━━━━━ Passage to read ━━━━━

[R-sig-ME] bam model selection with 3 million data

Tue Feb 4 13:46:38 CET 2020

If it helps: the compareML() help says that "model comparison is only
implemented for the methods GCV, fREML, REML, and ML."
(so GCV seems possible.)

In the following vignette, it is additionally stated that:
"For testing the difference in fixed effects predictors the method
fREML does not provide the most reliable test. Rather use ML. However,
ML takes longer to run and penalizes wigglyness more."

https://cran.r-project.org/web/packages/itsadug/vignettes/test.html

João

On Tue, 2020-02-04 at 13:30 +0100, Cesko Voeten wrote:
> Hi David,
> 
> I've never used compareML myself, but after taking a quick look at
> the code it seems that it's just doing a likelihood-ratio test, which
> means that the same caveats apply. So if my understanding of this
> function is correct, it can be used with gam models fitted using
> outer iteration with method="ML" or method="REML" (which are based on
> penalized (restricted) maximum likelihood), but not with gam models
> fitted using GCV/UBRE/Cp (which are not likelihood-based), gam models
> fitted using non-default optimizers (these use PQL), or bam models
> (PQL). What I mean by this is that, while the numerical comparison of
> the optimized log-likelihood values may very well work for selecting
> the best model, the penalized quasilikelihood is not a true
> likelihood and hence cannot fall back on Wilks's theorem that the
> difference in log-likelihoods is chi-square-distributed. The
> analogous reasoning goes for AIC and BIC. But that doesn't mean that
> such comparisons are useless -- remember that all models are wrong,
> but some are useful.
> 
> Note that the only thing select=TRUE does is enable additional
> penalization of the smooths; it is up to you to determine how much
> shrinkage you deem enough to warrant removing a term from the model.
> So if you feel that your one main effect is important to you, you can
> always choose to leave it in. However, if you go this route, might I
> suggest taking a look at the parsimonious mixed models paper (
> https://arxiv.org/abs/1506.04967), where the bottom line is: if you
> have reasons to expect a term to be important or unimportant, why
> even bother with selection procedures and why not just fit the model
> that you believe represents your data the best? (In fact, I
> personally would only use stepwise-selection methods if I wasn't sure
> whether a term is or is not important, particularly with respect to
> achieving convergence...)
> 
> Best,
> Cesko
> 
> Op 4-2-2020 om 12:30 schreef David Villegas Ríos:
> > Thanks Cesko,
> > I also tried the /compareML/ function (itsadug library) to compare
> > 1) the model with all terms included (the best model according to
> > "buildbam") and 2) the model with one main effect out (the best
> > according to select=TRUE procedure) and /compareML/ supports the
> > full model (same as buildbam) when both models 1) and 2) are fit
> > using select=FALSE.
> > Just in case you have experience with /compareML /too:)
> > David
> > 
> > 
> > 
> > El mar., 4 feb. 2020 a las 11:27, Cesko Voeten (<
> > c.c.voeten using hum.leidenuniv.nl <mailto:c.c.voeten using hum.leidenuniv.nl>>
> > ) escribió:
> > 
> >     Hi David,
> > 
> >     I wrote that package, so yes, I am very familiar with it :) :)

━━━━━

Stated task a: Report each line of the rows that contains the word "jacket".

━━━━━ Available records ━━━━━

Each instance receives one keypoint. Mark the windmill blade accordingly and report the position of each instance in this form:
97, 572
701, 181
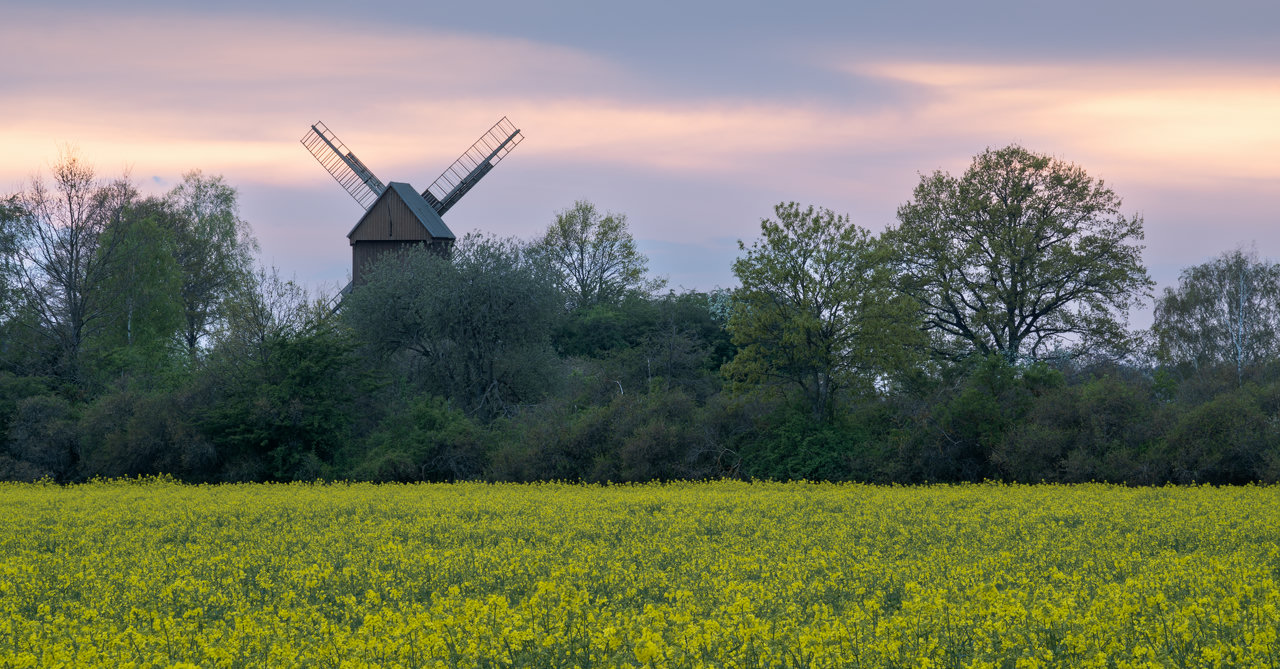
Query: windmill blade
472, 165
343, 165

━━━━━
━━━━━ Available records ━━━━━

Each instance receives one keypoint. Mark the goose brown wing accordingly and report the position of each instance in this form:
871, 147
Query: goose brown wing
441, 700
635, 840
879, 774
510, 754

━━━━━
━━━━━ Available records ━━━━━

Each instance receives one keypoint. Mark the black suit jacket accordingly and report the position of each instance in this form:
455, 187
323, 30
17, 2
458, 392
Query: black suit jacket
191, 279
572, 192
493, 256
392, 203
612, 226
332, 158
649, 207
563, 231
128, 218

━━━━━

Stated task b:
Answer these questions from the thread:
(i) For which methods does the compareML() help say model comparison is implemented?
(ii) Which method does the vignette recommend instead of fREML for testing the difference in fixed effects predictors?
(iii) According to Cesko, what is the only thing select=TRUE does?

Full solution a:
Each instance receives one keypoint. Mark the black suit jacket accordingly and report the position of each instance in this form:
Query: black suit jacket

Full solution b:
(i) GCV, fREML, REML, and ML.
(ii) ML.
(iii) It enables additional penalization of the smooths.